» **PROVIDED PASSAGE**:
Euro Holds Loss as Europe’s Factories Seen Slowing



The euro remained lower against the dollar before data forecast to show factory activity slowed in Europe’s two biggest economies.

European Central Bank President Mario Draghi said yesterday that further interest-rate cuts are possible after reducing them to a record low last week. The yen rebounded from a three-day decline against the greenback, the longest streak in more than two weeks. The Australian dollar fell against all of its 16 most-traded peers on prospects the central bank may cut borrowing costs to a record low today.

“The euro will probably continue to grind lower,” said Yuki Sakasai, a foreign-exchange strategist at Barclays Plc in New York. “President Draghi made some bold remarks about the possibility of cutting the deposit rate to zero. As Draghi noted, the economic data will be key going forward. Europe is likely to underperform the U.S.”

» **DATA ROWS**:

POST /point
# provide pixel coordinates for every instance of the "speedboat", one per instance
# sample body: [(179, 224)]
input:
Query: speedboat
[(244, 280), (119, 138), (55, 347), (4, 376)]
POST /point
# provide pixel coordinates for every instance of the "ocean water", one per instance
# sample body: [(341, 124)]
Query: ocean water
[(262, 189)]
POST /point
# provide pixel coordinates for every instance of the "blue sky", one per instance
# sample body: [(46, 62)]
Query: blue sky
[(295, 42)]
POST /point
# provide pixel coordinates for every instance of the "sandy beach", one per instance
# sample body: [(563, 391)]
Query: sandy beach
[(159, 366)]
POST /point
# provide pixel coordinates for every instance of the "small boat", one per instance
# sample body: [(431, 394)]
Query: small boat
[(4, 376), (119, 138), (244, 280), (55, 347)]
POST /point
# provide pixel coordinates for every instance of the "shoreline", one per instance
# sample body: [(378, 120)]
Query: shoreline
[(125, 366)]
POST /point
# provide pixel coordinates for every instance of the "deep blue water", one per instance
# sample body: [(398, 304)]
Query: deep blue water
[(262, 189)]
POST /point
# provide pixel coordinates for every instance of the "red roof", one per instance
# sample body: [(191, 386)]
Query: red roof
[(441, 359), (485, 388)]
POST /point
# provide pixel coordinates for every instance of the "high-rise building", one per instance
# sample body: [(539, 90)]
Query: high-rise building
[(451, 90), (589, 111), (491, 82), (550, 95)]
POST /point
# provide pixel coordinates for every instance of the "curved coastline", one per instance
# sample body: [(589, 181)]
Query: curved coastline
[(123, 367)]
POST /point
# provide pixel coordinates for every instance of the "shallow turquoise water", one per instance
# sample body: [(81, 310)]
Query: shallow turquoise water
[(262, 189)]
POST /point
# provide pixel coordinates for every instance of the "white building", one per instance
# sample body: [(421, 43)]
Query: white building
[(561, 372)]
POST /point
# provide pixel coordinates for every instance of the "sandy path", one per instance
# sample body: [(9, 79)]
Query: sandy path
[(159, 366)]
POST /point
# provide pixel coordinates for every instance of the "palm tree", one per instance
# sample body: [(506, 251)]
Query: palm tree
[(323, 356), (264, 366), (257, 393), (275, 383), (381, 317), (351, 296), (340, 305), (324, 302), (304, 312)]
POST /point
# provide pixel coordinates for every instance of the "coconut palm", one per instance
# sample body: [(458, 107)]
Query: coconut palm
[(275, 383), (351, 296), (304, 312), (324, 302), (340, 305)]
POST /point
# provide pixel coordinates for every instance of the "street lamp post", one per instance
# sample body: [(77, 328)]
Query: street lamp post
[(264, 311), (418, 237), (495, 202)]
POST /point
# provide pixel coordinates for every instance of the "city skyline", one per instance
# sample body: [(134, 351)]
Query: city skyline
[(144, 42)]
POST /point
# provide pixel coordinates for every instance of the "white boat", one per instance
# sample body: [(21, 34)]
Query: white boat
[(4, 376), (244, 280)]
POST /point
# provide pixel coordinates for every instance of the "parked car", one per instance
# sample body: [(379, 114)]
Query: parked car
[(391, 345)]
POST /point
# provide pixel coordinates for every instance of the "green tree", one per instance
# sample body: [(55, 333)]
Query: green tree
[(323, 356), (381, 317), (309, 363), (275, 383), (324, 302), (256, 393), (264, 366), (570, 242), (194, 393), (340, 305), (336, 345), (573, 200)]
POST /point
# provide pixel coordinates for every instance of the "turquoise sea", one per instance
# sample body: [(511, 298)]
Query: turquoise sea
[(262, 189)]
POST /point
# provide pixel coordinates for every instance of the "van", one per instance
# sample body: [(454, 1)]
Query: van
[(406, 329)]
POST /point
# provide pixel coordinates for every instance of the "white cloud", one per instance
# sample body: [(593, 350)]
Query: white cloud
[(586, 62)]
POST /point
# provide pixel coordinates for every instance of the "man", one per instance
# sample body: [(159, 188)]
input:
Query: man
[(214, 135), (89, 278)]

» **JOB 1**: In the euro article, who said yesterday that more interest-rate cuts are possible?
» **JOB 2**: Reproduce the euro article from "European Central Bank" to "record low today.".
» **JOB 3**: Write the next part of the article about the euro and Europe's slowing factories.
The listing comes from a separate source.

» **ANSWER 1**: European Central Bank President Mario Draghi.

» **ANSWER 2**:
European Central Bank President Mario Draghi said yesterday that further interest-rate cuts are possible after reducing them to a record low last week. The yen rebounded from a three-day decline against the greenback, the longest streak in more than two weeks. The Australian dollar fell against all of its 16 most-traded peers on prospects the central bank may cut borrowing costs to a record low today.

» **ANSWER 3**:
The euro was little changed at $1.3075 as of 10:23 a.m. in Tokyo from yesterday, when it slid 0.3 percent. It fell 0.4 percent to 129.18 yen. Japan’s currency rose 0.4 percent to 98.96 per dollar, after depreciating 2 percent in the past three sessions.

German factory orders and French industrial production both fell in March from the previous month, according to the median economist forecasts in Bloomberg News surveys. German orders probably slid 0.5 percent, while French activity contracted 0.3 percent.

“We will be looking at all the data that arrives from the euro-area economy in the coming weeks and, if necessary, we are ready to act again,” Draghi said yesterday after the ECB cut its benchmark rate to 0.5 percent last week. He said policy makers had an open mind on a negative deposit rate.